_Given text_.
Wednesday, 16 April 2014

Guest Post: What I’ve learned from teaching creative writing by Claire McGowan

Today it's my stop on Claire McGowan's The Dead Ground blog tour and I have a fantastic guest post by Claire talking about what she's learned from teaching creative writing. 

Recently there’s been a lot of talk about whether there’s any value in creative writing courses, after author Hanif Kureishi described them as a ‘waste of time (http://www.theguardian.com/books/2014/mar/04/creative-writing-courses-waste-of-time-hanif-kureishi)’. 
It’s a new take on the old question of whether you can teach someone to write. I’m a little biased on this one, as for the past two years I’ve been very fortunate to teach on the first-ever Crime Writing MA, at City University London.(http://www.city.ac.uk/creative-writing

On this unique course, our students write a novel over two years, while the writers who run the course provide mentoring and support to turn it into a market-ready book. We then help them send it out to agents and make sure they understand how the industry works. We have all kinds of books on the go in my class –historical, futuristic, noir, comic, psychological. I feel that, no, you can’t give someone talent or teach them to get ideas for fiction if they don’t naturally have them, but you can teach them how to read their own work critically, and most importantly, to tell the difference between writing that’s good and writing that’s rubbish. We also give our students the structure and support to actually finish something – they don’t pass the course otherwise. We like to say we help them to write their third novel, not their first. 

As well as being very rewarding, I’ve learned a lot from my students, both in seeing how they tackle certain writing problems, and in clarifying what I actually think about various issues such as prologues, the present tense, intrusive narratorial voice, and other issues you should be mulling over if you’re writing a book. Here are a few things I’ve learned from teaching: 

1. It’s a very different thing to teach someone a lesson, and actually learn it yourself. Dissecting my students’ work for pace, plot holes, and prose style does make me more aware of what I need to change in my own work, but it doesn’t come naturally, and I have to remind myself every time to try and do better. Lessons don’t stay learned unless you put them into practice! 

2. Trusting the process is key. Again and again I see my students hit the same hurdles of self-doubt, plot complications, and word count woes. I remind them that a book doesn’t have to be perfect to be good, and it will go through many stages of editing once you think you’re done with it. What matters is that you keep working on it day after day. 

3. You can always cut something. In the first term of our course, we do an exercise where the students have to cut a piece of writing in half. They nearly always grumble, but usually they can see afterwards that nothing important is lost – because almost everyone over-writes, especially when they’re starting.

_Data listing_.

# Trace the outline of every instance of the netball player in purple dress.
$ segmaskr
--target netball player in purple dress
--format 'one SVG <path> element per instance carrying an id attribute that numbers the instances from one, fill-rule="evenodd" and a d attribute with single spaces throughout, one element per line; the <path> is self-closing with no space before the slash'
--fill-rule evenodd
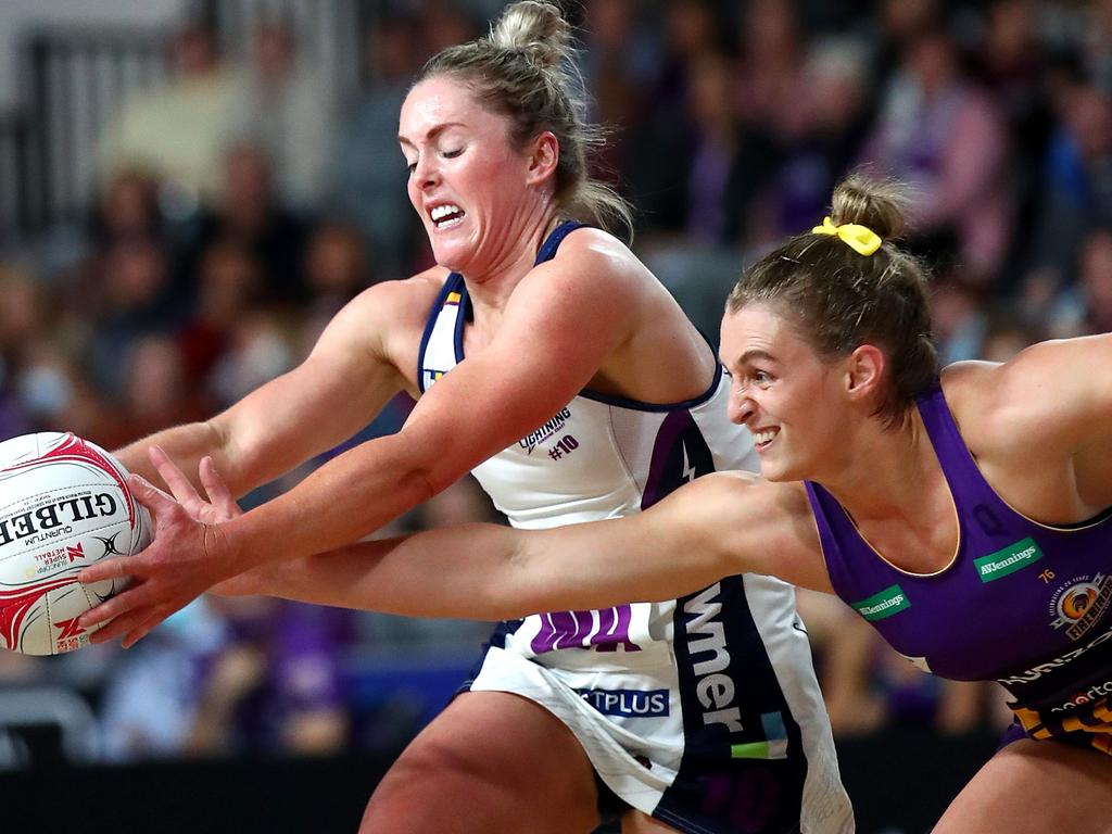
<path id="1" fill-rule="evenodd" d="M 936 833 L 1109 830 L 1112 335 L 940 374 L 902 225 L 897 190 L 851 178 L 733 290 L 731 417 L 763 478 L 709 475 L 617 520 L 356 545 L 229 589 L 509 617 L 773 574 L 840 595 L 921 668 L 1012 694 L 1009 743 Z"/>
<path id="2" fill-rule="evenodd" d="M 533 528 L 639 512 L 689 478 L 755 468 L 713 349 L 598 228 L 628 210 L 588 176 L 595 132 L 573 96 L 569 38 L 555 6 L 524 0 L 489 36 L 430 59 L 394 165 L 409 167 L 438 266 L 369 288 L 298 368 L 120 457 L 153 477 L 152 444 L 190 469 L 209 456 L 239 495 L 341 443 L 399 390 L 417 398 L 406 425 L 228 524 L 160 513 L 140 556 L 85 577 L 136 577 L 86 614 L 111 619 L 97 641 L 129 645 L 259 562 L 357 542 L 468 470 Z M 379 783 L 364 830 L 587 832 L 602 805 L 638 834 L 851 832 L 793 589 L 735 577 L 696 599 L 500 626 L 467 691 Z M 706 625 L 721 645 L 685 632 L 688 605 L 725 612 Z M 727 656 L 714 681 L 729 705 L 704 704 L 698 669 Z"/>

_Brief 1_. In the guest post on teaching creative writing, what exercise do students do in the first term of the course?
_Brief 2_. Resume the guest post on teaching creative writing, starting after its last sentence.
The data is material separate from the guest post on teaching creative writing.

_Written answer 1_. They have to cut a piece of writing in half.

_Written answer 2_.
4. It’s worth starting a book before you start it. By which I mean thinking about premise, character, viewpoint and set-up and working out ways you can make each as strong as possible. 

5. Just finish the book! I see a lot of people who have talent and a great idea and writing skill, but the thing that really sets apart those who get published is that they finish their books. It sounds obvious, but sometimes ploughing on and getting something on paper, then fixing it afterwards, is much better than crafting the same three chapters over and over. 

So yes, I do think doing a creative writing course will teach you a lot and help you progress to your goal of being published and being a good writer. I also think it’s worth studying creative writing because you will meet so many great people there (I made some of my best friends this way when I did a course myself) and also to get over the pain of having someone read over your work as soon as possible. Good luck!

A stolen baby. A murdered woman. A decades-old atrocity. Something connects them all...

A month before Christmas, and Ballyterrin on the Irish border lies under a thick pall of snow. When a newborn baby goes missing from hospital, it's all too close to home for forensic psychologist Paula Maguire, who's wrestling with the hardest decision of her life.

Then a woman is found in a stone circle with her stomach cut open and it's clear a brutal killer is on the loose.

As another child is taken and a pregnant woman goes missing, Paula is caught up in the hunt for a killer no one can trace, who will stop at nothing to get what they want.

The Dead Ground will leave you gasping for breath as Paula discovers every decision she makes really is a matter of life and death...

1 comment:

  1. Great post. I'll try and remember to do more of starting the book before I start it.